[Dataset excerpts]
=-=-=
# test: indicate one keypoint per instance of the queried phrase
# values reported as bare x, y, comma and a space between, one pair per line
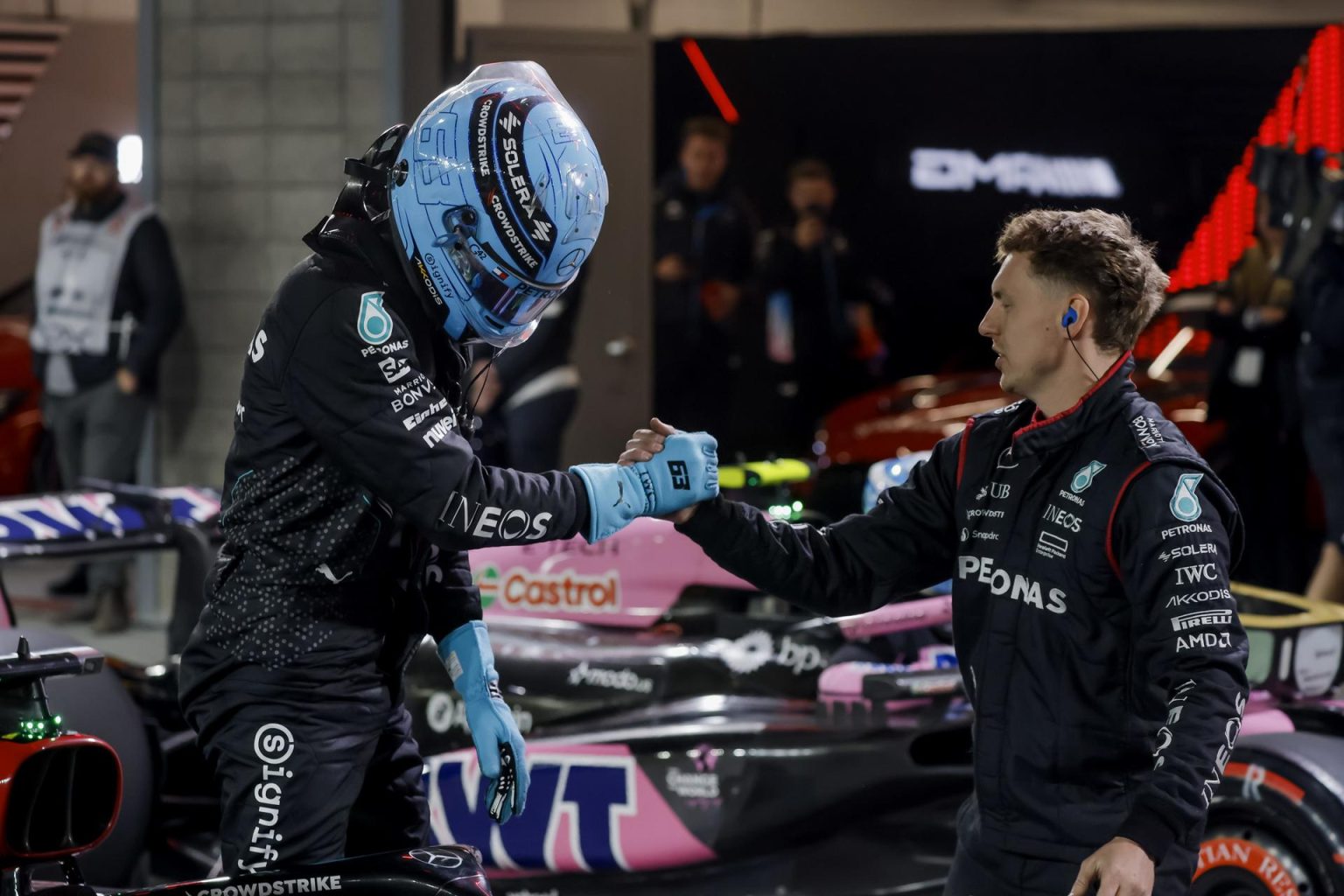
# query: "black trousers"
980, 871
308, 778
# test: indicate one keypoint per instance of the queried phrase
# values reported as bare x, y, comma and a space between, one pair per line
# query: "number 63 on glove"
683, 473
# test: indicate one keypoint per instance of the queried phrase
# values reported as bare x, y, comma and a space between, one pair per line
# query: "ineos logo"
275, 743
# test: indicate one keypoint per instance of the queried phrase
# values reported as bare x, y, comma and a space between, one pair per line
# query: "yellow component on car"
764, 473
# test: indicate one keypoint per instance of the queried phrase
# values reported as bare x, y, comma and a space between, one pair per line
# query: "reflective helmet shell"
498, 196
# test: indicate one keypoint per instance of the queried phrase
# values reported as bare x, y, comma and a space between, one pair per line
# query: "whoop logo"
273, 746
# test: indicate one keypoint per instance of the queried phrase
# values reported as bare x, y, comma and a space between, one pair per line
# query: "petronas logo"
375, 326
488, 580
1083, 477
1184, 501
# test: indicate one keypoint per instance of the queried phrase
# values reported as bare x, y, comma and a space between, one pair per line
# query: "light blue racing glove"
683, 473
499, 746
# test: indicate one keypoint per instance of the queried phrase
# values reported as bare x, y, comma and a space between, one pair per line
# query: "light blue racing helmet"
496, 200
885, 474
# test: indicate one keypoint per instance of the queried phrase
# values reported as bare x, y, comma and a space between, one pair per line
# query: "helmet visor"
506, 298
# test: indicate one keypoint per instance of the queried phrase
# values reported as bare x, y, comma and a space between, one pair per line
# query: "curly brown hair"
1097, 254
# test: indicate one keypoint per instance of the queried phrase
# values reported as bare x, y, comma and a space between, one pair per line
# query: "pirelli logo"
1201, 618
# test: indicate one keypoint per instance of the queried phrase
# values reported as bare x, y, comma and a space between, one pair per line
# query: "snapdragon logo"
1013, 172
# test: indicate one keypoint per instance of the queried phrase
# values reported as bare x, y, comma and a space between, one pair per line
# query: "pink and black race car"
687, 731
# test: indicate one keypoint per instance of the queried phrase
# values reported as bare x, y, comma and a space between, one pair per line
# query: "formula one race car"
60, 795
687, 731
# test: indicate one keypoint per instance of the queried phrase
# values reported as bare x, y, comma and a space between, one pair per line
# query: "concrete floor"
27, 580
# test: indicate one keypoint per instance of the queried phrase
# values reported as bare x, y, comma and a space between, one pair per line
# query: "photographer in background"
820, 343
704, 233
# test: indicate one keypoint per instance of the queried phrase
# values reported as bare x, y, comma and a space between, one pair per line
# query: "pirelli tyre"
1276, 822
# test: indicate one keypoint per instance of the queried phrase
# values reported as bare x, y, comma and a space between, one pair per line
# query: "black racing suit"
350, 500
1098, 641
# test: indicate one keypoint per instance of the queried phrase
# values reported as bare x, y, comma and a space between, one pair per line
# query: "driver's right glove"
683, 473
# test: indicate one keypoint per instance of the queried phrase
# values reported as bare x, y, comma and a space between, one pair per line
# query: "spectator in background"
529, 393
820, 341
704, 233
1319, 304
107, 303
1254, 393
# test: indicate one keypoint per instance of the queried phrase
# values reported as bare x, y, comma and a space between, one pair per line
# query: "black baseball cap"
97, 144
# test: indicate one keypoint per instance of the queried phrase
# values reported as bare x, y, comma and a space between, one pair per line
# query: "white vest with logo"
78, 269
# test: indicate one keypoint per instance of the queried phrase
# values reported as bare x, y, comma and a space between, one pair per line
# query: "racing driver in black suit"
351, 491
1088, 549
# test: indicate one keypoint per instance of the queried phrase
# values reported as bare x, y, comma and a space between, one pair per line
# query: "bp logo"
375, 326
1083, 477
1184, 501
488, 580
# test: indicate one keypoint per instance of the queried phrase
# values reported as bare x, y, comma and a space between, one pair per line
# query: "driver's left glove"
499, 745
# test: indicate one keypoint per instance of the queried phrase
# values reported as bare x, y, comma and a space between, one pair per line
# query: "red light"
1311, 110
711, 82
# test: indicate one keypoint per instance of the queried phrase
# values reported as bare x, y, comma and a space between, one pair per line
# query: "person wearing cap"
108, 301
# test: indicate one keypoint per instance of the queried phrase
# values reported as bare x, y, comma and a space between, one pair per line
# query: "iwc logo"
375, 326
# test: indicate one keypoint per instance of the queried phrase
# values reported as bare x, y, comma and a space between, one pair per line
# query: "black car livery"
1098, 639
350, 480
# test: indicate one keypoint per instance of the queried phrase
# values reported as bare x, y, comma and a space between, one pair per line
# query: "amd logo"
1013, 172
=-=-=
Repeat the data above exactly; images are not part of the copy.

Solution to this problem.
# test: indicate one keypoint per instance of the queried phrase
# values reported as bare x, y, comma and a space between, one pair per line
# query: "black trousers"
980, 871
308, 778
# test: indicate one keypoint per instance of the queried phrase
# values reported as bare x, y, comma and a space between, one pair per line
# query: "number 63 on glove"
683, 473
# test: indicate one keypoint per instance of the queried phrase
# values reported as bare x, y, comma and a space between, one pair per line
# query: "ineos logo"
275, 743
# test: indicate one keypoint per instance of the queried phrase
# values reported as bare x, y, comma and a space between, one pair per line
# query: "yellow component on car"
764, 473
# test: indicate one keypoint per instance of the queried phrase
# values reported as bare x, y, comma and a space between, one pair per line
# query: "reflective helmet shell"
498, 196
# test: indicate one keypoint per instance of the queried phrase
# values reported as bare x, y, comma and a space between, one pair per line
# query: "whoop logo"
273, 746
# test: indicate one keypoint per instance of the queried phrase
# values reported as bare x, y, comma and a space between, one pair per line
# query: "petronas logo"
375, 326
488, 580
1083, 477
1184, 501
# test: indicate one keypoint per instance of the queried phrase
# values reported as bare x, y, comma and a space between, one pair per line
# query: "light blue racing glove"
683, 473
499, 746
# test: indicate one keypoint per instance of the queried phrase
# values reported as bare x, y, comma and a space between, one pair per line
# query: "light blue racing helmet"
496, 200
885, 474
# test: indicate one keypoint per instance of the queried phrase
# values reported as bare x, y, comma and a space between, one pair per line
# query: "helmet visor"
506, 298
# test: indicate one keypoint per instance of the queried phrase
# values reported as bare x, y, comma and a space between, one pair per line
# query: "curly brown hair"
1097, 254
# test: indicate one keypoint per instance of the queried phrase
# values reported as bare x, y, comma and a space between, one pair per line
# query: "pirelli logo"
1201, 618
# test: indicate one keypoint per instance of the queried phrase
# values reported as bare x, y, comma and a space between, one pair per line
# query: "snapdragon logo"
1013, 172
# test: indicate one keypoint per instance of the queried phrase
# values reported as bare x, y, comma and a space between, one pair per line
# query: "pink and black race car"
687, 731
# test: indicate one keypoint per instance of the queried phrase
# values reported as bare x, y, comma and a space between, one pair per line
# query: "formula one race car"
60, 795
687, 731
# test: indicate one keypoint per instance of the queried phrase
# values reported as bare x, y, comma and a space between, one pair per line
# query: "concrete floor"
27, 580
# test: indicate one keypoint per instance of the queried phrase
# values reported as bare x, y, comma and a space between, one pair per line
# query: "photographer in background"
820, 343
704, 233
# test: indicate one keypoint per instance of the queried phrase
# values reported as bare x, y, comma and a space between, one pair per line
# query: "pirelli tyre"
1276, 822
# test: indicate one keypoint per instance of the queried phrase
# values reported as bare x, y, comma and a space between, one pair per line
# query: "black racing suit"
350, 500
1098, 641
# test: indicate one keypoint per instance of the queried phrase
# values reported as bare x, y, comma and a space between, one pair per line
# query: "driver's right glove"
683, 473
# test: indicate one keypoint per instance of the queried phrase
# values reported as bare x, y, comma and a space between, one pair per line
# query: "spectator in background"
529, 393
820, 341
704, 233
1319, 304
107, 303
1254, 393
# test: indicate one keypoint per instance of the queried phrase
# values reported as bare x, y, comma and a space between, one pair per line
# query: "black baseball cap"
97, 144
# test: indicate one keypoint per instance of the queried phrase
# values reported as bare x, y, comma and a space between, one pair per line
# query: "white vest with logo"
78, 269
# test: indicate one keypoint per instance of the queried phrase
# values reported as bare x, y, comma and a space between, one pair per line
# query: "racing driver in black suit"
351, 491
1088, 549
# test: indicate one keypoint per instance of the queried phrase
# values reported as bare x, y, comma and a space between, one pair per line
# query: "bp logo"
375, 326
1083, 477
1184, 501
488, 580
# test: indicate one keypoint per instance of the queried phrase
# values reported as bare x, y, comma and a space between, one pair per line
# query: "driver's left glove"
499, 745
# test: indicate one keypoint per instance of the queried phrase
# values reported as bare x, y, comma and a space between, one pair per line
# query: "red light"
1311, 110
711, 82
# test: indicate one keypoint per instance of the queried phrase
# values reported as bare x, y, comma and a space between, one pair per line
# query: "person wearing cap"
108, 301
# test: indicate one keypoint per instance of the queried phrase
# values reported as bare x, y, comma and a space between, one pair per line
# query: "iwc logo"
375, 326
# test: indicate one keypoint per instance of the queried phrase
# values reported as bare x, y, comma and a space between, one pair per line
# query: "black car livery"
1098, 639
350, 480
# test: indicate one keypoint per instance of the queried phrase
# values reported as bare x, y, comma and a space between, one pair per line
# query: "amd logo"
1013, 172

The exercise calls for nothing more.